ASSIGNED TASK 1: Convert the stretch of the records from the line containing "</instance>" through the end of the records into a numbered list, leaving out any blank lines.

EXTRACT:
* * *

To overcome the corrosion problem, sufficient water is typically added to produce a weaker, cooler but less corrosive acid. This is particularly the case with acids containing fluoride or fluoride-chloride mixtures, which tend to be much more corrosive than acids containing only chloride. In practice it has been found necessary to reduce the acid concentration of hydrogen fluoride or hydrogen fluoride/chloride mixtures generally to 5% by weight or less to avoid corrosion, even when using Hastelloy® B-2. The acid so produced is generally so weak as to be unsaleable. If this is the case, the resulting acid must be neutralized with an alkaline material before being discharged as a waste product, adding to costs. Even for an acid which must be neutralized, it is advantageous for the acid to be at as high a strength as possible, so as to reduce the size and cost of the treatment plant.

The procedures for handling neutralized hydrogen halide wastes may vary with the particular halide. Hydrogen fluoride acid wastes are typically neutralized with lime, creating solid calcium fluoride for disposal or storage. Hydrogen bromide and iodide wastes may be neutralized with lime or caustic soda, but resulting products may require careful handling to avoid environmental problems. However, wastes containing only hydrogen chloride can be neutralized with caustic soda to produce a more easily disposable sodium chloride. Hydrogen halide solutions composed of hydrogen fluorides, bromides or iodides also have a much higher potential sales value than wastes composed of hydrogen chloride, so that there is a particularly great economic and environmental value in developing a quenching system for halocarbon flue gases containing fluorine, bromine or iodine which permits production of high strength hydrogen halide acid solutions suitable for sale or reuse.

* * *

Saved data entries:
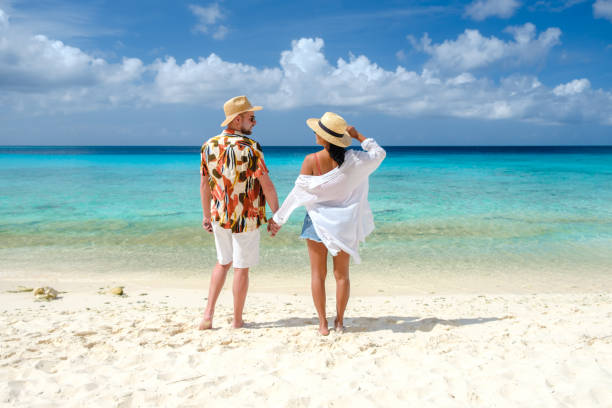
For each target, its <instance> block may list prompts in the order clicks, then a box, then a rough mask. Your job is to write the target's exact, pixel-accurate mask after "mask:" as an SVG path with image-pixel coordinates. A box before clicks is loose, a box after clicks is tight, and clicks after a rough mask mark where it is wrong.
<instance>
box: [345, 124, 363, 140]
mask: <svg viewBox="0 0 612 408" xmlns="http://www.w3.org/2000/svg"><path fill="white" fill-rule="evenodd" d="M346 131H347V132H348V134H349V135H350V136H351V137H352V138H353V139H357V140H358V141H359V142H360V143H361V142H363V141H364V140H365V136H363V135H362V134H361V133H359V132H358V131H357V129H355V126H347V127H346Z"/></svg>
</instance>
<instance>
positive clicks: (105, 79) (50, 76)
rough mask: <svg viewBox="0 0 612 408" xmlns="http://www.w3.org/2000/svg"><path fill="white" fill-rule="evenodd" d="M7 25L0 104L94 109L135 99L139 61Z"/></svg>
mask: <svg viewBox="0 0 612 408" xmlns="http://www.w3.org/2000/svg"><path fill="white" fill-rule="evenodd" d="M0 11H1V10H0ZM1 15H2V16H6V14H5V13H4V12H2V14H1ZM5 20H8V19H7V18H6V19H5ZM4 27H5V28H4V29H3V30H1V31H0V94H4V97H3V98H1V99H0V105H7V106H14V107H15V108H16V109H19V108H20V107H21V108H23V109H26V108H27V109H31V110H32V111H33V112H36V111H37V110H42V111H53V110H56V109H59V110H63V109H68V110H83V109H92V108H94V107H99V106H105V105H107V106H109V105H113V104H116V103H120V102H121V101H124V100H126V99H127V98H132V100H133V98H134V95H135V91H134V89H135V88H136V87H137V86H138V85H137V83H138V81H139V80H140V78H141V76H142V74H143V73H144V71H145V67H144V66H143V64H142V61H140V60H139V59H137V58H123V60H122V61H121V62H119V63H110V62H108V61H106V60H105V59H103V58H98V57H95V56H93V55H91V54H88V53H85V52H83V51H82V50H80V49H79V48H75V47H72V46H69V45H67V44H64V43H63V42H62V41H57V40H53V39H49V38H47V37H46V36H44V35H40V34H38V35H32V34H28V33H24V32H23V31H22V30H21V29H13V28H12V27H11V26H6V25H5V26H4Z"/></svg>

* * *

ASSIGNED TASK 2: Name every hydrogen halide mentioned in the text about corrosive acid wastes.

TASK RESULT 1:
1. </instance>
2. <instance>
3. positive clicks: (105, 79) (50, 76)
4. rough mask: <svg viewBox="0 0 612 408" xmlns="http://www.w3.org/2000/svg"><path fill="white" fill-rule="evenodd" d="M7 25L0 104L94 109L135 99L139 61Z"/></svg>
5. mask: <svg viewBox="0 0 612 408" xmlns="http://www.w3.org/2000/svg"><path fill="white" fill-rule="evenodd" d="M0 11H1V10H0ZM1 15H2V16H6V14H5V13H4V12H2V14H1ZM5 20H8V19H7V18H6V19H5ZM4 27H5V28H4V29H3V30H1V31H0V94H4V97H3V98H1V99H0V105H7V106H14V107H15V108H16V109H19V108H20V107H21V108H23V109H26V108H27V109H31V110H32V111H33V112H36V111H37V110H42V111H53V110H56V109H59V110H63V109H68V110H83V109H92V108H94V107H99V106H105V105H107V106H109V105H113V104H116V103H120V102H121V101H124V100H126V99H127V98H132V100H133V98H134V95H135V91H134V89H135V88H136V87H137V86H138V85H137V83H138V81H139V80H140V78H141V76H142V74H143V73H144V71H145V67H144V66H143V64H142V61H140V60H139V59H137V58H123V60H122V61H121V62H119V63H110V62H108V61H106V60H105V59H103V58H98V57H95V56H93V55H91V54H88V53H85V52H83V51H82V50H80V49H79V48H75V47H72V46H69V45H67V44H64V43H63V42H62V41H57V40H53V39H49V38H47V37H46V36H44V35H40V34H38V35H32V34H28V33H24V32H23V31H22V30H21V29H13V28H12V27H11V26H6V25H5V26H4Z"/></svg>

TASK RESULT 2:
Hydrogen fluoride
Hydrogen chloride
Hydrogen bromide
Hydrogen iodide